**Problem to work on**
Find every line in the records below that contains the string "jacket", and copy each such line in full.

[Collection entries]
————
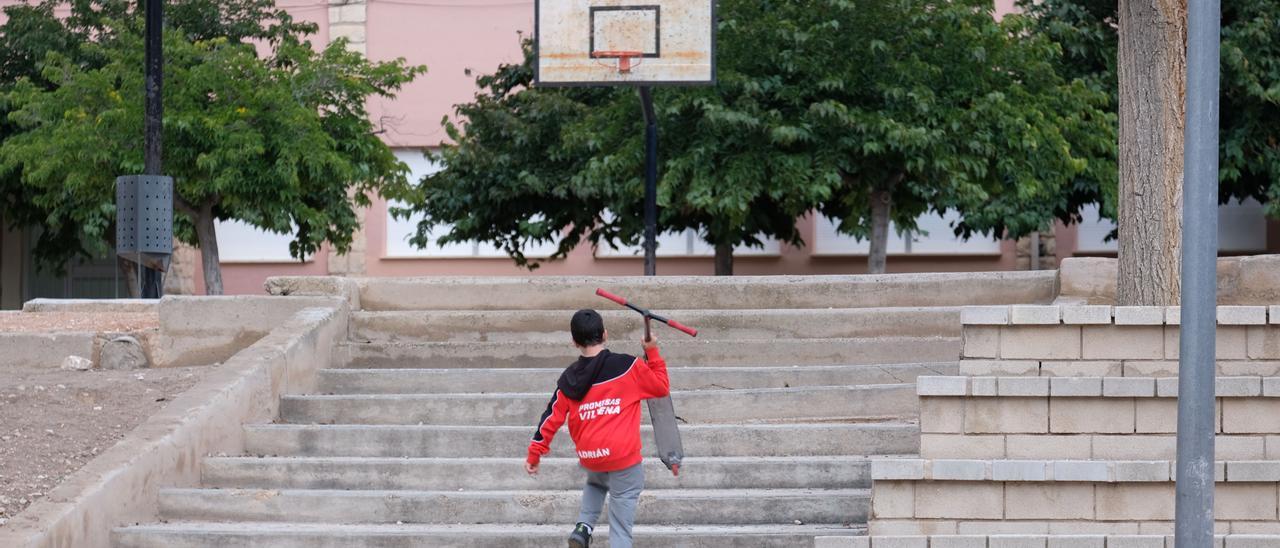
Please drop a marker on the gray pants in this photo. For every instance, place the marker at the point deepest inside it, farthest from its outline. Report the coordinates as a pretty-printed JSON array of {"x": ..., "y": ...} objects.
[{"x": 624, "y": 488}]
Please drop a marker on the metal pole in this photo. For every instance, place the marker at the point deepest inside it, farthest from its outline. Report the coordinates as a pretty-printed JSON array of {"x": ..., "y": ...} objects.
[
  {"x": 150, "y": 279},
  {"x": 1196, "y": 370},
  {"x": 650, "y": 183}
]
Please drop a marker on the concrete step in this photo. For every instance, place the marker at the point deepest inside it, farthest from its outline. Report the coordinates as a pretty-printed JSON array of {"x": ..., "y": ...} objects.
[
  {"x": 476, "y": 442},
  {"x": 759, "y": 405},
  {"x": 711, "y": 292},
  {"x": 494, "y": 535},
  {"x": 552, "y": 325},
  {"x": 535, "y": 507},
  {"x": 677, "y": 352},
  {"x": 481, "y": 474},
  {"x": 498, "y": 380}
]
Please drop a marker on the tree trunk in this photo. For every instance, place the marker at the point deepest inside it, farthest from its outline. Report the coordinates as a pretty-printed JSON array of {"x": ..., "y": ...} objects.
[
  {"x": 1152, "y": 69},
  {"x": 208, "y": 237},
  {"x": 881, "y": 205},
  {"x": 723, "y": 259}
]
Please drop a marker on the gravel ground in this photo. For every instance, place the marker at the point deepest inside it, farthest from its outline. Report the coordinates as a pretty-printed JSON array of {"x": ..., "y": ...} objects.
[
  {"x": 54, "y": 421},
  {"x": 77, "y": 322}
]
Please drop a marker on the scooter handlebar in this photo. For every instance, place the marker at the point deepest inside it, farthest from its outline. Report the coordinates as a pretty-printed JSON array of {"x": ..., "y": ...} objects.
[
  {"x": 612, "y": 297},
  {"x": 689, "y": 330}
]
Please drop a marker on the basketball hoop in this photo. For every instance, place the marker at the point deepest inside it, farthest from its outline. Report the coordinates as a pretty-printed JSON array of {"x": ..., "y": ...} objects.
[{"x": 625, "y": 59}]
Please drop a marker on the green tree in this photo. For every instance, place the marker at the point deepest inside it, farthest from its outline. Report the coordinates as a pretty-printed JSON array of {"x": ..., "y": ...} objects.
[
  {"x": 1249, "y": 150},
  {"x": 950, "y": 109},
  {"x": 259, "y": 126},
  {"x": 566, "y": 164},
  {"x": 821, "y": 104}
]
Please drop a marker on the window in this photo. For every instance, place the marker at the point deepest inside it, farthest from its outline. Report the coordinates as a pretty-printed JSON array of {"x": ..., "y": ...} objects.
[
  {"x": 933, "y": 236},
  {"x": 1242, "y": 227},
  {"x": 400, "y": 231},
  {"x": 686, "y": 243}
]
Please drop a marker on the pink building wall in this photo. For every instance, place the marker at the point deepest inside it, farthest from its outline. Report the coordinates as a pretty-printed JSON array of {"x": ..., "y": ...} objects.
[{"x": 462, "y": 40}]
————
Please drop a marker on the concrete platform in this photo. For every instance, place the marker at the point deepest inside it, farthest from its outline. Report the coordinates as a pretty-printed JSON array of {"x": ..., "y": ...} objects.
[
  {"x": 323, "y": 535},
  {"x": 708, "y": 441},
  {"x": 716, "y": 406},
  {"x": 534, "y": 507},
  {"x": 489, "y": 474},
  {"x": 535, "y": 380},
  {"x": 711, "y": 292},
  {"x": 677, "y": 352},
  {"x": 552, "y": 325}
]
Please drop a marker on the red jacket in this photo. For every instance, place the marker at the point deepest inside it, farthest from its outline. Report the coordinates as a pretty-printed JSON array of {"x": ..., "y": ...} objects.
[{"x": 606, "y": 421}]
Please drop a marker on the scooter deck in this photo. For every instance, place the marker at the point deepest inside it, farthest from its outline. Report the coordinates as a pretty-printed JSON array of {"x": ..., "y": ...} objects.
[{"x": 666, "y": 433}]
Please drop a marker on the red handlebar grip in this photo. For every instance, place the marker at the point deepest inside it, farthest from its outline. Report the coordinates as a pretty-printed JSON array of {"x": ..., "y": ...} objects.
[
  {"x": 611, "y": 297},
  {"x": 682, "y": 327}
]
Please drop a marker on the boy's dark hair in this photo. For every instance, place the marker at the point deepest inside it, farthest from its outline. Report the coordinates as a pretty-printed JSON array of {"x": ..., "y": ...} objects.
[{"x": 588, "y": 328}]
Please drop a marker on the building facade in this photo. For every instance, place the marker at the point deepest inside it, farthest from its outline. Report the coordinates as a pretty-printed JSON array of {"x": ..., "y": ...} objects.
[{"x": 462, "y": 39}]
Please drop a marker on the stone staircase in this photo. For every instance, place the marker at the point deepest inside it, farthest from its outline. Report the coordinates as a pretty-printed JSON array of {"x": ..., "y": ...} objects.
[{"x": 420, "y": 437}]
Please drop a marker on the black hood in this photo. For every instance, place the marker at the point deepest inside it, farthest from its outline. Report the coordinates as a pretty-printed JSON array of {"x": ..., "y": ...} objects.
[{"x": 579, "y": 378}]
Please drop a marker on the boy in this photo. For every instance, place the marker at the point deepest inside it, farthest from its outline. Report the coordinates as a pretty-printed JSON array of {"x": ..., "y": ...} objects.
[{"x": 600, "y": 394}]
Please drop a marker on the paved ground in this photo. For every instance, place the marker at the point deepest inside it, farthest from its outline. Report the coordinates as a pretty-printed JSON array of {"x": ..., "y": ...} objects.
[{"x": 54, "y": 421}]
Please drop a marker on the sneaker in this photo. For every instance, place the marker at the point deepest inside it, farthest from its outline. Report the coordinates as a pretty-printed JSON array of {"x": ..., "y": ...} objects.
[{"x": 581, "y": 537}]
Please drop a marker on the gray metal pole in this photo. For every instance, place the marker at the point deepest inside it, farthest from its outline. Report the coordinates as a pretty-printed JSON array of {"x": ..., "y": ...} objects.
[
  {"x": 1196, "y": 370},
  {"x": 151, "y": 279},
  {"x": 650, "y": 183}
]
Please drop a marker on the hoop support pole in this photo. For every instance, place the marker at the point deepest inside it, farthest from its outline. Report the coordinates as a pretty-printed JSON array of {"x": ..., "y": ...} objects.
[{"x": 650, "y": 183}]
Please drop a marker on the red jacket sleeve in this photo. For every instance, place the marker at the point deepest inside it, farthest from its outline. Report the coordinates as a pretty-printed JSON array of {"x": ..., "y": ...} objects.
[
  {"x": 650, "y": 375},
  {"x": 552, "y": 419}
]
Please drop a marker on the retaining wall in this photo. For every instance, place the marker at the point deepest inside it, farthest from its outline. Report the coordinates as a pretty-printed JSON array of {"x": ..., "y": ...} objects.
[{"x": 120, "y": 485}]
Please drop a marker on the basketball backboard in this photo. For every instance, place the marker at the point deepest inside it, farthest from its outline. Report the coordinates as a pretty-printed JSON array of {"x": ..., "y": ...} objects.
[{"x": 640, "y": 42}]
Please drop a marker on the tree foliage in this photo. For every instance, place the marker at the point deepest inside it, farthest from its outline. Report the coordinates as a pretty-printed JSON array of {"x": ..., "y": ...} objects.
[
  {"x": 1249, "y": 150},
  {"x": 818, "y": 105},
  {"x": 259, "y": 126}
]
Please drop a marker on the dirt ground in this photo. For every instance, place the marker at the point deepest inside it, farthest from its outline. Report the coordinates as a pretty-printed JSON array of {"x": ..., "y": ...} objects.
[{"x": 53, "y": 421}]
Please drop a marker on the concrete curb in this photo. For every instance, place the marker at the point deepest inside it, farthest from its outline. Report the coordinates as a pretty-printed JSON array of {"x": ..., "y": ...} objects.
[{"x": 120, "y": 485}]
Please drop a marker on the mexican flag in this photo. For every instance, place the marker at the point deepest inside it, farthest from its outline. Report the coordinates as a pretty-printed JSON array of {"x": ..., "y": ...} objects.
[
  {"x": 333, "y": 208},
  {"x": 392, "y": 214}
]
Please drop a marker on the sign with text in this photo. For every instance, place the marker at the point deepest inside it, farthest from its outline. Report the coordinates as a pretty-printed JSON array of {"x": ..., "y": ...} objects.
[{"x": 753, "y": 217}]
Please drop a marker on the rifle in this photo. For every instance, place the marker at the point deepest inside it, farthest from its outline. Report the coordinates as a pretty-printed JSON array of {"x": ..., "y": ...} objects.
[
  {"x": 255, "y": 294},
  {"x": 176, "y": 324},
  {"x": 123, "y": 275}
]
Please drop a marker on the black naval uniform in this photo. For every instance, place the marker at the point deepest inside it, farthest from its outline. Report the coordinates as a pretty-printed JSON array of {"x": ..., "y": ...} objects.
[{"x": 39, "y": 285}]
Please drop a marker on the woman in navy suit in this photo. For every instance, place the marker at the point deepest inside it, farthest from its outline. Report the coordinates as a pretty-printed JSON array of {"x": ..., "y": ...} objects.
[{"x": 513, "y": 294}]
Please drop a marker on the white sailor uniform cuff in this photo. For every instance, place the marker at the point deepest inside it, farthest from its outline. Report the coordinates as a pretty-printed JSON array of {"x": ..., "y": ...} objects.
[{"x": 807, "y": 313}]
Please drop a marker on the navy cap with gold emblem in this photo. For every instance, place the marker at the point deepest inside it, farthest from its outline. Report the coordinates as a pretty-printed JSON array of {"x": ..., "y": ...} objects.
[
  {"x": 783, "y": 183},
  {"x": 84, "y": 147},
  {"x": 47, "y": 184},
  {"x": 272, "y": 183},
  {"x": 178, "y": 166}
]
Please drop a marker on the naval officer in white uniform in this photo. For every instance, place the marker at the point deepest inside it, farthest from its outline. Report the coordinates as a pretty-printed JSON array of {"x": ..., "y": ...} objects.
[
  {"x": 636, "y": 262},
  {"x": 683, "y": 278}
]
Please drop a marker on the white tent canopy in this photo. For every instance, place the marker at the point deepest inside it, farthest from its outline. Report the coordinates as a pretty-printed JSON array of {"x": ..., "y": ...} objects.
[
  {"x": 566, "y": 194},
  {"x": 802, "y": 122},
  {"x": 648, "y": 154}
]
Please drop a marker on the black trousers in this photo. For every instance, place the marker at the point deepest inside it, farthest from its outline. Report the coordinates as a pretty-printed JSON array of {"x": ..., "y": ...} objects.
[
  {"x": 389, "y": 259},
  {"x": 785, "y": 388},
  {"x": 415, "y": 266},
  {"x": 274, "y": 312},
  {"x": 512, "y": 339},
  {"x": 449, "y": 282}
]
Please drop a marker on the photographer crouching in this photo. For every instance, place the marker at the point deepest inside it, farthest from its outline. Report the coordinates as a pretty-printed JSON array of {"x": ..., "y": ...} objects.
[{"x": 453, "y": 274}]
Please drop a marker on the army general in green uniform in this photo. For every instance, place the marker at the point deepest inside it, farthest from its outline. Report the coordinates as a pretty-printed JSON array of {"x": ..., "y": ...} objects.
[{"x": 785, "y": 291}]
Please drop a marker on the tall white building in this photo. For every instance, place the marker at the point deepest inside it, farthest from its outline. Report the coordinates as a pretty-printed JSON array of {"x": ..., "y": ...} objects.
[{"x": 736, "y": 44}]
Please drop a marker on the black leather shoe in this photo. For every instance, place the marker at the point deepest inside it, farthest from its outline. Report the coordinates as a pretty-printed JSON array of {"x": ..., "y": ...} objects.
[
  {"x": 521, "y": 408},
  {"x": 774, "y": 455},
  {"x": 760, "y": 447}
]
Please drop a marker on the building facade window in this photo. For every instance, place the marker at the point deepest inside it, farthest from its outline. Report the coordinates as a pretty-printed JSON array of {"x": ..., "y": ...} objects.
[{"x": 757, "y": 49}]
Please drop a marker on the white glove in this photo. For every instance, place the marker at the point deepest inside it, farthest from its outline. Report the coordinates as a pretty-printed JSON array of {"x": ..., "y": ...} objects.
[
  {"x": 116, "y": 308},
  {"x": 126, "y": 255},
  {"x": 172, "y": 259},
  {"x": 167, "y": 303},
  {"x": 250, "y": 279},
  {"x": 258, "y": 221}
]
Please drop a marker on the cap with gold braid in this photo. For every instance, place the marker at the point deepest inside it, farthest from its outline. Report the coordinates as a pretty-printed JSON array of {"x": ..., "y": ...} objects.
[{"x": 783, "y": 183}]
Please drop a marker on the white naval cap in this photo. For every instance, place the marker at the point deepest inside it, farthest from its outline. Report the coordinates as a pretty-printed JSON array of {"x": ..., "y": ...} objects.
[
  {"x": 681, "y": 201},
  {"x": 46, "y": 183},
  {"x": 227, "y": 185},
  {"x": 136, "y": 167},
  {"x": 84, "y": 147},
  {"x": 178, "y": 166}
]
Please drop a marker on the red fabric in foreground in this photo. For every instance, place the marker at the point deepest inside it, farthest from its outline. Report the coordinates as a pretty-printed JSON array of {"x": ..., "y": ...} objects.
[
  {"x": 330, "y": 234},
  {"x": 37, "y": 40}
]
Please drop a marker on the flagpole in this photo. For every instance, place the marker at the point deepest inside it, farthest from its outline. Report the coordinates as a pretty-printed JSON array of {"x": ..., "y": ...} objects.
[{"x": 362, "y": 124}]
————
**In response**
Please drop a marker on the red jacket in this photo. For every instance, place the marker at the point deepest inside it, farthest from its outline. Report the coordinates as a pretty-printed JSON array of {"x": ..., "y": ...} objects.
Please drop a marker on the red jacket sleeve in this photo. For every instance, place the marker at the point deepest inside it, farthest from its outline. Report the coordinates as a pretty-printed JSON array of {"x": ..., "y": ...} objects.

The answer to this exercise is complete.